AIM OF THE TASK
Collect each line in the records below that contains the word "machine". Reproduce every such line in full.

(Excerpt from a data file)

━━━━

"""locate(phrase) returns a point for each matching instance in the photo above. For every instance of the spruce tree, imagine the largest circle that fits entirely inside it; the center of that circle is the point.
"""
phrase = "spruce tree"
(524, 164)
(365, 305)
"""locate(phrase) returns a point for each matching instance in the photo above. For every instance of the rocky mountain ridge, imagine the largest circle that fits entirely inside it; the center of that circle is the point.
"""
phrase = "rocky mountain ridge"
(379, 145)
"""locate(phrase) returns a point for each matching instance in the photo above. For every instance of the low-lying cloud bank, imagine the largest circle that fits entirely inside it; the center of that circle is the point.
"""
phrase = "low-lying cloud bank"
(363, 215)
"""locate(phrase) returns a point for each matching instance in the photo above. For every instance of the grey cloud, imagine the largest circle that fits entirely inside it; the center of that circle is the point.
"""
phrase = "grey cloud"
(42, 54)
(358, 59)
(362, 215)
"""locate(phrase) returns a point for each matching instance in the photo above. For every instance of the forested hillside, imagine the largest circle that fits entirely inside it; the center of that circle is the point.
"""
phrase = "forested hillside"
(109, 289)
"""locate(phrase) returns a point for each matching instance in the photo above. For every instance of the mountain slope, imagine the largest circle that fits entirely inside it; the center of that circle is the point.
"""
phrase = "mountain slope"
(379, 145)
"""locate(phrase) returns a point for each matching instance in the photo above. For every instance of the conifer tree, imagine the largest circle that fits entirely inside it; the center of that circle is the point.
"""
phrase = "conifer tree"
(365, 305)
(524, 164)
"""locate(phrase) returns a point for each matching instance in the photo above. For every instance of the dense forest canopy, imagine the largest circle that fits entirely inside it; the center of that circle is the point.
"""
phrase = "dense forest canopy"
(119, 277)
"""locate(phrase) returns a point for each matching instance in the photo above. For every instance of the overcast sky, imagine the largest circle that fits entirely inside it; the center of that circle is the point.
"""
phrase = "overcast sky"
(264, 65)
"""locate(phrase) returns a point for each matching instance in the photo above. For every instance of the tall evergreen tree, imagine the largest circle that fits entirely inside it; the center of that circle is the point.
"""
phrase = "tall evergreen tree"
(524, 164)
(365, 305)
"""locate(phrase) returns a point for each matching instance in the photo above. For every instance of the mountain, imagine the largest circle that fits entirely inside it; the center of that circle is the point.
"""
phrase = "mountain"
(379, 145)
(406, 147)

━━━━

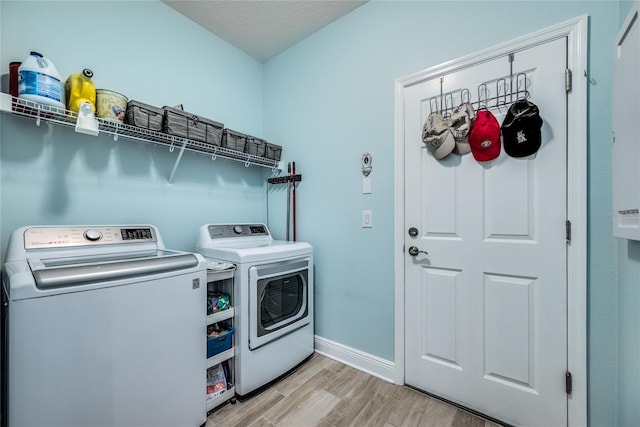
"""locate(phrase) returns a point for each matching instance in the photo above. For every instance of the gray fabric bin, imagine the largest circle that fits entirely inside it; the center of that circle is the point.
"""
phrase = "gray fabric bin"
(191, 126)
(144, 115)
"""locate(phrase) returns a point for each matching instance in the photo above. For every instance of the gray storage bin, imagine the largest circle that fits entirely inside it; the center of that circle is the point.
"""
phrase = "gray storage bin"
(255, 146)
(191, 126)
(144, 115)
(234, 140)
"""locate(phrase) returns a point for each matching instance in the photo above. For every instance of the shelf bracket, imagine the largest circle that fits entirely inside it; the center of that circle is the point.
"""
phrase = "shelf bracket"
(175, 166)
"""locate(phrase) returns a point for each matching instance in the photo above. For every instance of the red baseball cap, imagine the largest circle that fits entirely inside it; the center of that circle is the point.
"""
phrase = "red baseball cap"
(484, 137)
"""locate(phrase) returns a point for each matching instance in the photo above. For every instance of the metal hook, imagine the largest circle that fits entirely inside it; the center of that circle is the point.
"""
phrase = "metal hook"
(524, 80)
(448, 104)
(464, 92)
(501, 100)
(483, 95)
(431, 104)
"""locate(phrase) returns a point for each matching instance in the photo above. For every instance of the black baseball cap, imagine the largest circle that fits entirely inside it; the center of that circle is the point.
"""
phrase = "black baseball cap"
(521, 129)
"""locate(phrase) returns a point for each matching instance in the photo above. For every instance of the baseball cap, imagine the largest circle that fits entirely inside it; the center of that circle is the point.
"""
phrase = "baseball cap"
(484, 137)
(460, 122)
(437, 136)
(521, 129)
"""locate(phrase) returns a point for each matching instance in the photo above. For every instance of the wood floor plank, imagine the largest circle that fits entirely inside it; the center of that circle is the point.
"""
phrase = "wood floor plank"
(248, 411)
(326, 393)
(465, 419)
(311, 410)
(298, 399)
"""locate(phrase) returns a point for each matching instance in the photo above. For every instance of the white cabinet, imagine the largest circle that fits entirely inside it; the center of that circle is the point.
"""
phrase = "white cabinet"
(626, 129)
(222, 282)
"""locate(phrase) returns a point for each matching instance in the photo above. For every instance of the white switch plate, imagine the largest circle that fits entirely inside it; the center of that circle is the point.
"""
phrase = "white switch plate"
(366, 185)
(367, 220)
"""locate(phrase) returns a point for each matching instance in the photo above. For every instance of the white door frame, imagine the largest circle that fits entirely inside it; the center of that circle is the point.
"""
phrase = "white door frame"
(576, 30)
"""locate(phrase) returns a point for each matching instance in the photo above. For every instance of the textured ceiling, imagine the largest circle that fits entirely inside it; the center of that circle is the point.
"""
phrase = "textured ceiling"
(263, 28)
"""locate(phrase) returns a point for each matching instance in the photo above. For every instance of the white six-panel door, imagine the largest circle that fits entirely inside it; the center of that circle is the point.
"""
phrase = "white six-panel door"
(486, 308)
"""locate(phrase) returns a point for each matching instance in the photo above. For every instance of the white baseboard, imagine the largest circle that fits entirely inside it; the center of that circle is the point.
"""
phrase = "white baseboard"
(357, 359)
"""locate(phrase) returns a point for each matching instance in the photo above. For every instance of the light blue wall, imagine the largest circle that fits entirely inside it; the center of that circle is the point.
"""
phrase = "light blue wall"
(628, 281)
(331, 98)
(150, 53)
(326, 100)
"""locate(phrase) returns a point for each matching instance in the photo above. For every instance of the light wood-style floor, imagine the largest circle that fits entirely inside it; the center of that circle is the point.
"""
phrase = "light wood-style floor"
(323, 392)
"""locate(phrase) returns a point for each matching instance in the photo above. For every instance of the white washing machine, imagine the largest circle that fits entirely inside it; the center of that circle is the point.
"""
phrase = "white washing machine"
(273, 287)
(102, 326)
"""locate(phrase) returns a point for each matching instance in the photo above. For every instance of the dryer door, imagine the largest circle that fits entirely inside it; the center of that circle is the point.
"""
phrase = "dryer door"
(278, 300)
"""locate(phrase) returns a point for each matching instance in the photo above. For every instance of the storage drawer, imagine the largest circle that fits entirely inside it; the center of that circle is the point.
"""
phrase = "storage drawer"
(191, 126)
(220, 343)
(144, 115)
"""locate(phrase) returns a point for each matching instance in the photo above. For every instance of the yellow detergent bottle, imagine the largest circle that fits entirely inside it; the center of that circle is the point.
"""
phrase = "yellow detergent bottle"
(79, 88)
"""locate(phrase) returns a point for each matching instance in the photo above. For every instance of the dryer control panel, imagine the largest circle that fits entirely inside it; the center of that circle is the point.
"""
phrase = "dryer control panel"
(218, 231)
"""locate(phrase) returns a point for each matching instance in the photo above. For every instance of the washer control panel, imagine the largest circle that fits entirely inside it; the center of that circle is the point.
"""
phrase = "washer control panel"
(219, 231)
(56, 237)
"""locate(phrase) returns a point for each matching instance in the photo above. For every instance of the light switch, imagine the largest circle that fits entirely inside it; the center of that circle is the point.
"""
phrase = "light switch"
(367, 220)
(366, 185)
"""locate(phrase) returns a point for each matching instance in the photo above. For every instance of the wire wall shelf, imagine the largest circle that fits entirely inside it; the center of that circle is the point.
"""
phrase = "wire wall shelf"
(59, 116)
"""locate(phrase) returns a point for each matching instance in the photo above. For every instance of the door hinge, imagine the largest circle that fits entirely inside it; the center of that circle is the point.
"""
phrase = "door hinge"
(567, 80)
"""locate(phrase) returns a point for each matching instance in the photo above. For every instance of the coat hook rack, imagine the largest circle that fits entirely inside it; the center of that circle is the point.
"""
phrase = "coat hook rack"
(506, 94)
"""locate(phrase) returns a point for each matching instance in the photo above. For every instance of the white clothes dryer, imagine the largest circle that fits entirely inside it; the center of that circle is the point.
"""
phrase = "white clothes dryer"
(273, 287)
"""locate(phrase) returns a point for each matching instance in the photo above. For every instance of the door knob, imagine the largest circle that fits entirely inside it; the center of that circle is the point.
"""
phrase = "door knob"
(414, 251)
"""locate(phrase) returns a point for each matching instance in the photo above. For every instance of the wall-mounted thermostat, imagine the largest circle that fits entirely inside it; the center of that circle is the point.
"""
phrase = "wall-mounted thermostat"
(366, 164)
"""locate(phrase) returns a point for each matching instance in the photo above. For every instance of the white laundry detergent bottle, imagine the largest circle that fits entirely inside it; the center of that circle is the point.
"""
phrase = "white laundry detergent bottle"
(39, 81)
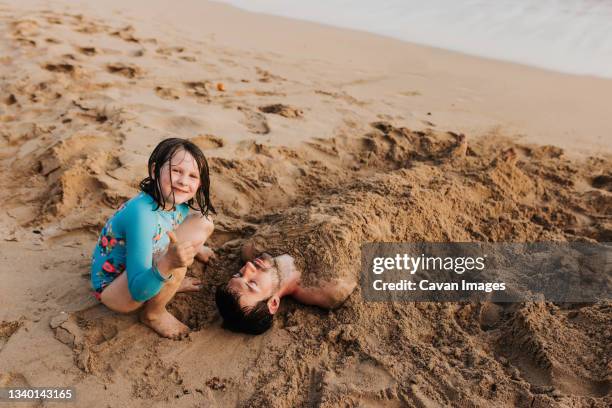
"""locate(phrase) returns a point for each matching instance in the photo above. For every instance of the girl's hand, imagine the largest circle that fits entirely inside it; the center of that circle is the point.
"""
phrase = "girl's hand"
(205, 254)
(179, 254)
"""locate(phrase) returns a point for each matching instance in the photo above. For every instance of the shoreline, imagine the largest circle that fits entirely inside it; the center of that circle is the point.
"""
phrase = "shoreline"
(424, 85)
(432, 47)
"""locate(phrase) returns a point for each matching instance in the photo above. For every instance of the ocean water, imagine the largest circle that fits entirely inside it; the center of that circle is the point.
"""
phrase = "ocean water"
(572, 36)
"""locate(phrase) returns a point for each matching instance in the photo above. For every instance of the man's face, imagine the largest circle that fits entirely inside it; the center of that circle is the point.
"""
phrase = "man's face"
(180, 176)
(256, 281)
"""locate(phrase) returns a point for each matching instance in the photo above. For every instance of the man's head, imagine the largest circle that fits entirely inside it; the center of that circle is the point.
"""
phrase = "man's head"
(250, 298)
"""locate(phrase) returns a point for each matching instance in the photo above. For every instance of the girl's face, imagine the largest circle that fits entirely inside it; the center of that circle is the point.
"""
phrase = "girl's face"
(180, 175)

━━━━

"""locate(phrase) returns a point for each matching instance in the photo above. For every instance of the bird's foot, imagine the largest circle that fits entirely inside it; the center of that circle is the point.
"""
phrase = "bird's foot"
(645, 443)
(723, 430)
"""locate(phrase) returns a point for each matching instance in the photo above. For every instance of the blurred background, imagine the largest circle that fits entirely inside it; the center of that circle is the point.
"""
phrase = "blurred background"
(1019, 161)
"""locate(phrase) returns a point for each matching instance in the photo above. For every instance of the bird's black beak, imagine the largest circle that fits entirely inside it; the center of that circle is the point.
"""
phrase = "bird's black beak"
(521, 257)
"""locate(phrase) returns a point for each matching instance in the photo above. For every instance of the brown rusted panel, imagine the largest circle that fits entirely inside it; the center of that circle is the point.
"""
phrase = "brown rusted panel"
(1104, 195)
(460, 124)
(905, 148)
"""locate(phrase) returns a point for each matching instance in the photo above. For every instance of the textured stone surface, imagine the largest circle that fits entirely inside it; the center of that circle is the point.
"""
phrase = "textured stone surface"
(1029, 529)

━━━━

EXPECTED ANSWER
"""locate(phrase) returns a point for each matching instance in the photo above. For every instance of the white washing machine, imagine the largest circle that fits entirely inside it; the center of that circle is the point.
phrase = "white washing machine"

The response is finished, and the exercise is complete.